--- Given records ---

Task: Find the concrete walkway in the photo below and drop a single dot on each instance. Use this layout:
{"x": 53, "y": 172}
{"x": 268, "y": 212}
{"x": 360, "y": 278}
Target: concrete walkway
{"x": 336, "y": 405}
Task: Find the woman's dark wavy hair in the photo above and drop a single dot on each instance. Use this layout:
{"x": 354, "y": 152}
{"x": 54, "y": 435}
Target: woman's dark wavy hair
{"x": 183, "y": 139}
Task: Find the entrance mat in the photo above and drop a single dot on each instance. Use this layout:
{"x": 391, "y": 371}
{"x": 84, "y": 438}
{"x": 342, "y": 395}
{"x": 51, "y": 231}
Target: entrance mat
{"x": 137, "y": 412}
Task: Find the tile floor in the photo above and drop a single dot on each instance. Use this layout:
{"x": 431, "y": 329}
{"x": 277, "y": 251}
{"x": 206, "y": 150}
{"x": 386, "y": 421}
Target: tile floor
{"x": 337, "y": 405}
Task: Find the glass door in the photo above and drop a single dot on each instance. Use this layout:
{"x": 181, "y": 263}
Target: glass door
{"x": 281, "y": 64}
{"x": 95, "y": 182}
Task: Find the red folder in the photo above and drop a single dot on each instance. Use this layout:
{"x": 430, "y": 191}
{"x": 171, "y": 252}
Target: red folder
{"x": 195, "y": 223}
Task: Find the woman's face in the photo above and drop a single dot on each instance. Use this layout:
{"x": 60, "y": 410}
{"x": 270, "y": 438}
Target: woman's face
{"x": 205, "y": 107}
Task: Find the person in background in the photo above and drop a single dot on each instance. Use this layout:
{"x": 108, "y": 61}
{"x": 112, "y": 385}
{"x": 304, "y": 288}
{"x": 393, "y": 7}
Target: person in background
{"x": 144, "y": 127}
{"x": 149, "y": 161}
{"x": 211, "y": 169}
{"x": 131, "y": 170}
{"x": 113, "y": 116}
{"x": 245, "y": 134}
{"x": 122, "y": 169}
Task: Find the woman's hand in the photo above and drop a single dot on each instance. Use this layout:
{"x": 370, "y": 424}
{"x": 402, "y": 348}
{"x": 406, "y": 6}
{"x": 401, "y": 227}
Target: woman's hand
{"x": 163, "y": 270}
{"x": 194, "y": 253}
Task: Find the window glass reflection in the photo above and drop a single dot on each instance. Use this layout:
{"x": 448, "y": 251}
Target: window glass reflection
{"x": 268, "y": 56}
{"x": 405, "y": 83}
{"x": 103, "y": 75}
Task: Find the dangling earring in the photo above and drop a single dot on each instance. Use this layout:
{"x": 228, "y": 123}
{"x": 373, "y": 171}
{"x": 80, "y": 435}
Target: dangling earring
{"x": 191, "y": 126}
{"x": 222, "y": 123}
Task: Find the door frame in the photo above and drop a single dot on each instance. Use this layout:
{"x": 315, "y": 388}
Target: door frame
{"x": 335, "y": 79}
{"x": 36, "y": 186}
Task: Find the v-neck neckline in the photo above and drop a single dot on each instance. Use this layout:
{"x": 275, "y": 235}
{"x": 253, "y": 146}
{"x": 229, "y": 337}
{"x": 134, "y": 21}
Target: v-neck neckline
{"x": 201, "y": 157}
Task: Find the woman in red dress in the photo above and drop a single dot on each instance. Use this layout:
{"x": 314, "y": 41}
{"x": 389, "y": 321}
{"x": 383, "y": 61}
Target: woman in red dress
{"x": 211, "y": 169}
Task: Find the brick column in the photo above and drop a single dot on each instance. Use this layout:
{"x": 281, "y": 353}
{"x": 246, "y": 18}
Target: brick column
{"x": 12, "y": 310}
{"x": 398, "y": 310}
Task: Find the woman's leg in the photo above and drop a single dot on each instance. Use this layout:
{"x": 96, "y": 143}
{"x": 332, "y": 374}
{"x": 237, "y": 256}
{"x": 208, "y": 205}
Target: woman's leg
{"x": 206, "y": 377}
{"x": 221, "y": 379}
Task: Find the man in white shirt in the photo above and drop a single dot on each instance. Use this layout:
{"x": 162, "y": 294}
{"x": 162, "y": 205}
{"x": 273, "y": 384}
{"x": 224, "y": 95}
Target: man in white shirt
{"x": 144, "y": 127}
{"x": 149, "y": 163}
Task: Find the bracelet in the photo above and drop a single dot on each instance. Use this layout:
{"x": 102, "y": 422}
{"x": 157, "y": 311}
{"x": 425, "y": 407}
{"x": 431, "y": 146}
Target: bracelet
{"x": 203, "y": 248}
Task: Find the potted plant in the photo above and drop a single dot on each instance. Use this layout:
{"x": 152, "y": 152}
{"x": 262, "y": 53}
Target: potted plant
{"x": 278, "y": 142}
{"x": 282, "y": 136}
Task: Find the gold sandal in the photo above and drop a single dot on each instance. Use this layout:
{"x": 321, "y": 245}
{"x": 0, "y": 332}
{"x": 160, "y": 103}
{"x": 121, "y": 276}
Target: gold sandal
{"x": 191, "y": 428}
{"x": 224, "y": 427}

---

* The request *
Please copy out every entry above, character for character, changing nothing.

* Answer to this task *
Task: Find the concrete walkway in the photo below and drop a single dot on each instance. Use this layout:
{"x": 53, "y": 172}
{"x": 268, "y": 212}
{"x": 360, "y": 278}
Target: concrete walkway
{"x": 336, "y": 405}
Task: Find the woman's dark wavy hair in the photo above and drop a single dot on each instance. Use this layout:
{"x": 354, "y": 152}
{"x": 54, "y": 435}
Target: woman's dark wavy hair
{"x": 183, "y": 139}
Task: Find the entrance mat in the photo above and drop a single dot on each instance. Use this layout:
{"x": 391, "y": 371}
{"x": 84, "y": 438}
{"x": 342, "y": 395}
{"x": 51, "y": 231}
Target: entrance mat
{"x": 137, "y": 412}
Task: Find the tile floor in the photo above and drop a single dot on each instance. Use this layout:
{"x": 431, "y": 329}
{"x": 277, "y": 251}
{"x": 206, "y": 150}
{"x": 386, "y": 421}
Target: tile floor
{"x": 337, "y": 405}
Task: Find the glass door in the photo above and drop a single dot on each instance. Use this layout:
{"x": 181, "y": 263}
Target: glass door
{"x": 281, "y": 64}
{"x": 95, "y": 182}
Task: Find the red folder in the photo above and drop a single dot on each instance. Use this layout:
{"x": 430, "y": 191}
{"x": 171, "y": 252}
Target: red folder
{"x": 195, "y": 223}
Task: Find the woman's face in the photo above and drop a single dot on each instance. Use this layout:
{"x": 60, "y": 410}
{"x": 270, "y": 438}
Target: woman's face
{"x": 205, "y": 107}
Task: Find the person in background in the photo above and drop a single dot on each instance. Use this layout:
{"x": 108, "y": 61}
{"x": 112, "y": 385}
{"x": 304, "y": 288}
{"x": 393, "y": 7}
Target: person in background
{"x": 144, "y": 127}
{"x": 149, "y": 161}
{"x": 211, "y": 169}
{"x": 131, "y": 170}
{"x": 113, "y": 116}
{"x": 245, "y": 134}
{"x": 122, "y": 169}
Task: Find the woman's hand in the photo above and drop a single dot on each instance. Use this layout:
{"x": 370, "y": 424}
{"x": 402, "y": 348}
{"x": 406, "y": 6}
{"x": 401, "y": 227}
Target: woman's hand
{"x": 163, "y": 270}
{"x": 194, "y": 253}
Task: Find the window glass reflection in the photo above and drop a single dot on each instance. Use this layout:
{"x": 448, "y": 251}
Target: window glass reflection
{"x": 268, "y": 56}
{"x": 405, "y": 83}
{"x": 103, "y": 75}
Task: Find the dangling earring in the photo above and drop a single dot on each instance. Use this layout:
{"x": 228, "y": 123}
{"x": 373, "y": 171}
{"x": 80, "y": 435}
Target: dangling earring
{"x": 191, "y": 126}
{"x": 222, "y": 123}
Task: Find the door frame in the photo above and drop a single dot on each instance. Use this layout:
{"x": 315, "y": 388}
Target: door frame
{"x": 335, "y": 79}
{"x": 36, "y": 186}
Task: Find the v-neck neckline in the photo above and drop a single dot on each instance. Use this layout:
{"x": 275, "y": 235}
{"x": 253, "y": 146}
{"x": 229, "y": 337}
{"x": 134, "y": 21}
Target: v-neck neckline
{"x": 201, "y": 157}
Task: Find the woman in red dress in the photo above and drop a single dot on each instance. Use this layout:
{"x": 314, "y": 41}
{"x": 389, "y": 321}
{"x": 383, "y": 61}
Target: woman in red dress
{"x": 211, "y": 169}
Task: Find the brick column in the photo above and drop a single dot on each instance. Use this layout:
{"x": 281, "y": 353}
{"x": 246, "y": 18}
Target: brick column
{"x": 12, "y": 310}
{"x": 398, "y": 310}
Task: Find the woman's leg in the photo above and drop a single dot on each instance. Use this layout:
{"x": 96, "y": 143}
{"x": 332, "y": 374}
{"x": 237, "y": 256}
{"x": 208, "y": 205}
Target: woman's leg
{"x": 206, "y": 377}
{"x": 221, "y": 379}
Task: Find the man in white shirt in the photo above and drop a single dot on each instance. Use this layout:
{"x": 162, "y": 294}
{"x": 162, "y": 205}
{"x": 273, "y": 384}
{"x": 224, "y": 95}
Target: man in white shirt
{"x": 144, "y": 127}
{"x": 149, "y": 163}
Task: Find the bracelet in the photo above and drop a single dot on each instance. Use this layout:
{"x": 102, "y": 422}
{"x": 157, "y": 311}
{"x": 425, "y": 407}
{"x": 431, "y": 146}
Target: bracelet
{"x": 203, "y": 248}
Task: Find the potted plant in the photo above and drop a single dot on each instance. Use this layout:
{"x": 152, "y": 152}
{"x": 262, "y": 53}
Target: potted plant
{"x": 278, "y": 142}
{"x": 282, "y": 136}
Task: Find the gold sandal in the photo above and drop a single dot on each instance. Use this layout:
{"x": 321, "y": 245}
{"x": 0, "y": 332}
{"x": 160, "y": 103}
{"x": 121, "y": 276}
Target: gold sandal
{"x": 191, "y": 428}
{"x": 224, "y": 427}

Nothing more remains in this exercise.